THE REQUEST » Would you copy only the lines below, beginning with the one that contains "Put a dot on every instance of the window" and running through the last entry line?

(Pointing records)
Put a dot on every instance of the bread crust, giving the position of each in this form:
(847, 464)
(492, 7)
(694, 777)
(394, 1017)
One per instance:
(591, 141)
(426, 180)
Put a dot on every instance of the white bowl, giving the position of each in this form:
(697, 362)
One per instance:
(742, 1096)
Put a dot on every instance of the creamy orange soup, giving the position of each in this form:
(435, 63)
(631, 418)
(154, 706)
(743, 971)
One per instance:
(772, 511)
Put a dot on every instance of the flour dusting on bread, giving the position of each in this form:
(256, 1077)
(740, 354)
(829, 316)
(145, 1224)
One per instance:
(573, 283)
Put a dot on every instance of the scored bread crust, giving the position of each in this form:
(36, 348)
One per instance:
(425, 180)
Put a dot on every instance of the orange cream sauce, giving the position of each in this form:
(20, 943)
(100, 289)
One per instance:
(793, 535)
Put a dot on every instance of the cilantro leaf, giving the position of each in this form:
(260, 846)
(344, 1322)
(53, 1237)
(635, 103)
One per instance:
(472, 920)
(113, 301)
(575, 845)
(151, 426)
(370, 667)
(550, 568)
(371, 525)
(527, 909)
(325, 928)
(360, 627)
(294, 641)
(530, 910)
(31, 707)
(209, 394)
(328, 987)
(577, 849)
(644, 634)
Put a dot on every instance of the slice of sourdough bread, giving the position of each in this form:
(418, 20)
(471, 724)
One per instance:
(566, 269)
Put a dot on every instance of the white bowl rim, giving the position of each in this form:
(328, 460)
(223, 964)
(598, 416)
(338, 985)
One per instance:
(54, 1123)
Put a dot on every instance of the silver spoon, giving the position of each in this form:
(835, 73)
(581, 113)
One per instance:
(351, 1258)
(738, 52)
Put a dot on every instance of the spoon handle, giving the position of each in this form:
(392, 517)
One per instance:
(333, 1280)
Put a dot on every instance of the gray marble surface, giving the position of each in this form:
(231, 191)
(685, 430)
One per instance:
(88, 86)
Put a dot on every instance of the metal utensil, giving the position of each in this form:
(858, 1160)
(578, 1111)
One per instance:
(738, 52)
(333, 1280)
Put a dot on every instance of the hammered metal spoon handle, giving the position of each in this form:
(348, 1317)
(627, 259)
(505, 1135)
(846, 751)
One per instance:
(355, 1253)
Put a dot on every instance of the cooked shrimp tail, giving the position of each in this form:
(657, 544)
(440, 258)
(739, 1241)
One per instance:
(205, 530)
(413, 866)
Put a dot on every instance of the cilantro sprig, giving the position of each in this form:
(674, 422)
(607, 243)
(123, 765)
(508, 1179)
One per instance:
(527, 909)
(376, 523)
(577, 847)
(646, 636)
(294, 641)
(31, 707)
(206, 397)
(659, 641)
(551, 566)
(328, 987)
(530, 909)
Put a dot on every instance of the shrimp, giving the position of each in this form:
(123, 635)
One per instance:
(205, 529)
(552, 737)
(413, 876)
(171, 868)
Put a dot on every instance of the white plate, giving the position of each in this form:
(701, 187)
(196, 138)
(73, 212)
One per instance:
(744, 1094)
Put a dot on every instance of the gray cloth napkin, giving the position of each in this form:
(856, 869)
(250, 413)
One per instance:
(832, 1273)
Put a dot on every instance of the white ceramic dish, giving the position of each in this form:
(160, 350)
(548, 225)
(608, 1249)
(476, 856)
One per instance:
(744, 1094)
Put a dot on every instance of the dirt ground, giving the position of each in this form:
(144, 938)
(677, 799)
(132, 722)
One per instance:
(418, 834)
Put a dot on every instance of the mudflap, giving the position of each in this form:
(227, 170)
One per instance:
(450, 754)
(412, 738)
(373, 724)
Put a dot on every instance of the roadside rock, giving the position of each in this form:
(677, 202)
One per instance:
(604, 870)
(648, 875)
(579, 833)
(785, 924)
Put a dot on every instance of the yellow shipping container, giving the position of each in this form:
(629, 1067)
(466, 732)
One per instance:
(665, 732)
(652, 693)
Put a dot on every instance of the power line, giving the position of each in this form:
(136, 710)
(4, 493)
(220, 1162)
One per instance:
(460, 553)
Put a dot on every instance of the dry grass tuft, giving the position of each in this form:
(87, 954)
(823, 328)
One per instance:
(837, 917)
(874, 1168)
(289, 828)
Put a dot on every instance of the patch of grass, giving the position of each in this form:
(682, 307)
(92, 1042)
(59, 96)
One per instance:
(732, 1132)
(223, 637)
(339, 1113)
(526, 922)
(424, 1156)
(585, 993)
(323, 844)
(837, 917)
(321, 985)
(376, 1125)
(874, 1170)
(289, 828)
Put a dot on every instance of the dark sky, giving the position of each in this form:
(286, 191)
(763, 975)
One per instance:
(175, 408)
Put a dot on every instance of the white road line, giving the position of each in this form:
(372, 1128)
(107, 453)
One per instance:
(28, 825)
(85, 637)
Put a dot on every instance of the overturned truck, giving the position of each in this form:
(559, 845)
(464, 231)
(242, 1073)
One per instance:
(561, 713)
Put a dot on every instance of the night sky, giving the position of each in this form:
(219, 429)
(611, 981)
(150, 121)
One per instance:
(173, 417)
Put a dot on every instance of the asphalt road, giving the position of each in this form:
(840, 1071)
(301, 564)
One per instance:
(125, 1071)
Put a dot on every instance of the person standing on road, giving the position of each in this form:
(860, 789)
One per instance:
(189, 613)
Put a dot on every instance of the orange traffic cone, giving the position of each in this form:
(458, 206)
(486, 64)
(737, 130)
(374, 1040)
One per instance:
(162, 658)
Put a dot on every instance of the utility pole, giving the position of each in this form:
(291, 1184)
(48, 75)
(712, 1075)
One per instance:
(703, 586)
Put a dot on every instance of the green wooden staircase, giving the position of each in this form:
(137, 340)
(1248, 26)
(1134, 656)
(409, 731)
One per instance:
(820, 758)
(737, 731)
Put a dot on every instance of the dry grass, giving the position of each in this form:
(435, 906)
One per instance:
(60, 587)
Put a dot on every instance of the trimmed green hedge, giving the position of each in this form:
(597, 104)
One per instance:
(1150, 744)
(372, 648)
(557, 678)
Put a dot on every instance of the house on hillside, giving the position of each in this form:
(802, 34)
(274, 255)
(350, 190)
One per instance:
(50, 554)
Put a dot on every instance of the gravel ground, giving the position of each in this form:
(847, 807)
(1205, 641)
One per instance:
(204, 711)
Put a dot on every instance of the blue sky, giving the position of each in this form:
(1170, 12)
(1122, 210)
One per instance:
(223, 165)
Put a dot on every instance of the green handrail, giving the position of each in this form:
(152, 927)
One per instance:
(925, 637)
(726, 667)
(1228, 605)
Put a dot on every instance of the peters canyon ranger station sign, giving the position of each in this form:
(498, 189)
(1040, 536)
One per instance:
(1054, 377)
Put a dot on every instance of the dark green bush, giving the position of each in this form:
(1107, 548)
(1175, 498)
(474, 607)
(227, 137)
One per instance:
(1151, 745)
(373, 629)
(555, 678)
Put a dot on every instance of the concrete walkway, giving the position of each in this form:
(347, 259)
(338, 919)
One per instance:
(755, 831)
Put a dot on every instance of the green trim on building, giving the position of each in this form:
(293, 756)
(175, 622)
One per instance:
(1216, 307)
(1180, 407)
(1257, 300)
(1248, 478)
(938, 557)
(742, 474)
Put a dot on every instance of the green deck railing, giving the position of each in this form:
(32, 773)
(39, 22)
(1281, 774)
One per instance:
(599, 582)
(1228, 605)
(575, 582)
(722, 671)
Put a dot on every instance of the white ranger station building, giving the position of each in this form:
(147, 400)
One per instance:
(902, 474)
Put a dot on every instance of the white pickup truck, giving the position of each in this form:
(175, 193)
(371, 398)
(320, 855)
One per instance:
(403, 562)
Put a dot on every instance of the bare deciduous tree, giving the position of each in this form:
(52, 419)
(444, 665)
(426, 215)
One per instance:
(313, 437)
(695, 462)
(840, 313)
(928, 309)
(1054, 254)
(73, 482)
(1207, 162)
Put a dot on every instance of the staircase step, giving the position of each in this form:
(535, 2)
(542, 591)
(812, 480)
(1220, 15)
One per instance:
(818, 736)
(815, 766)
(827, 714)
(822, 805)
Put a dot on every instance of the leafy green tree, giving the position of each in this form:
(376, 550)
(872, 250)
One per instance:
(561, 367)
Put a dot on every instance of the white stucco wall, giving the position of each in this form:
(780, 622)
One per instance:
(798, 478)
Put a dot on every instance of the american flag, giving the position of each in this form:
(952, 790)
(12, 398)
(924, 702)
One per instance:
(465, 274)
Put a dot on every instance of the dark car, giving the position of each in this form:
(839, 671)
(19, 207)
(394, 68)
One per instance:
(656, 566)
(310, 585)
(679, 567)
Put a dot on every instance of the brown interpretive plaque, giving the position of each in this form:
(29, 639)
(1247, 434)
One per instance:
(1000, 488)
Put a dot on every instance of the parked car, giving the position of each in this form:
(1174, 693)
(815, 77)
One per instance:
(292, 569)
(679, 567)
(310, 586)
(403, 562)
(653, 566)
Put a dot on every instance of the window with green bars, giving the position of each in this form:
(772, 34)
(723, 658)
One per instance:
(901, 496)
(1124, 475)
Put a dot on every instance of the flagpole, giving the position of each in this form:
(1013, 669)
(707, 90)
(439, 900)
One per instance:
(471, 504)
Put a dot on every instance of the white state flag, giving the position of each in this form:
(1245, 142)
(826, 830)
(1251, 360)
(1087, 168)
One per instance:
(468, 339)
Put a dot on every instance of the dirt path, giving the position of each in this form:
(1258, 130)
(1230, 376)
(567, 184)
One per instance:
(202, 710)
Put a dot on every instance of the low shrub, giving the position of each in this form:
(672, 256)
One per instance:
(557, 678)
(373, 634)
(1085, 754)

COMPLETED EXERCISE »
Put a dot on every instance of the window with green bars, giving the position of each in this form:
(772, 34)
(723, 658)
One per instance:
(901, 496)
(1124, 475)
Put a dot on every instance of the flagpole, giving the position of each in this form:
(1013, 669)
(707, 90)
(439, 900)
One per instance:
(471, 504)
Put a dot on every instance of the white state flag, giving the position of each in this form:
(1245, 142)
(826, 830)
(1251, 360)
(1087, 168)
One per instance:
(468, 339)
Put a dot on every instance of the dirt path, giving the position of each in this form:
(1258, 130)
(1230, 376)
(567, 184)
One per instance:
(202, 710)
Put a dot on every instance of the low shrub, giving the position of each in this form:
(672, 256)
One per instance:
(557, 678)
(373, 634)
(1085, 754)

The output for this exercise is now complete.